* Given data:
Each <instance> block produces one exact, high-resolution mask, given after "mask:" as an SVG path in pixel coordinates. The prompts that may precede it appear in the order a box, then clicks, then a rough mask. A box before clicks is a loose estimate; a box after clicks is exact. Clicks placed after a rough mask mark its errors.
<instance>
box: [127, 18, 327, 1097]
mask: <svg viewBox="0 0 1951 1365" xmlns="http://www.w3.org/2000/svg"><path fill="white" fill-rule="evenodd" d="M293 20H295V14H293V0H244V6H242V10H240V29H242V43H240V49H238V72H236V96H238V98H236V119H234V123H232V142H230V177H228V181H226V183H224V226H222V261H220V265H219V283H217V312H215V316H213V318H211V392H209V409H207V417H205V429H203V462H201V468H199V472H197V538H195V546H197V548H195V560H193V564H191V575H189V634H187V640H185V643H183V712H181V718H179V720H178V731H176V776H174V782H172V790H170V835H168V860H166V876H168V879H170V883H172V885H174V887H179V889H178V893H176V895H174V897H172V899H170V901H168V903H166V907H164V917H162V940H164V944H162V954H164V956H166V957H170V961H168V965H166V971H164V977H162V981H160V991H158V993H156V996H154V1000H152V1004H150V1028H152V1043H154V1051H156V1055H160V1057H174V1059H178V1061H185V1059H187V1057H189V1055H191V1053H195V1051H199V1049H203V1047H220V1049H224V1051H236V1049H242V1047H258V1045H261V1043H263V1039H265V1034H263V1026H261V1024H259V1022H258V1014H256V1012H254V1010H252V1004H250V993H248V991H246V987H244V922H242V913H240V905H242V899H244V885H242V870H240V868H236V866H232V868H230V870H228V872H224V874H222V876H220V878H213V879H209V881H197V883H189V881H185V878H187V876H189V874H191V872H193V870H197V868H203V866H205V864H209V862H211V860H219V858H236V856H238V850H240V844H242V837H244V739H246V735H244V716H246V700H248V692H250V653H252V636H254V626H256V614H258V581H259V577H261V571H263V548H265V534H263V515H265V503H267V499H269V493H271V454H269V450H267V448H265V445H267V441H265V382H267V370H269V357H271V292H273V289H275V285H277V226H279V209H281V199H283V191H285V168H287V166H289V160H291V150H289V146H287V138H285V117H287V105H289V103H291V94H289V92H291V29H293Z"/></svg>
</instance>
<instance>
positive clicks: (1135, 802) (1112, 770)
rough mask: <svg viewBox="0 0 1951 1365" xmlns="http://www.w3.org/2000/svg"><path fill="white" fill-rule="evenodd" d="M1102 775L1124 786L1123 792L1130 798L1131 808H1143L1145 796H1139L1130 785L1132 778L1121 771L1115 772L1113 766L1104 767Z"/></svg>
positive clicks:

* Directive: Rewrite the items from their first line through the line holding "box: [127, 18, 327, 1097]", inclusive, swapping "high-resolution" for "full-resolution" and leaving everything else unchanged.

* Your response:
Each <instance> block produces one exact, full-resolution mask, given after "mask:" as an SVG path in pixel coordinates. The prompts that may precede it appear in the order a box, then clicks, then a rough mask. A box before clicks is a loose estimate; a box after clicks is exact. Clicks placed after a rough mask mark its errors.
<instance>
box: [127, 18, 327, 1097]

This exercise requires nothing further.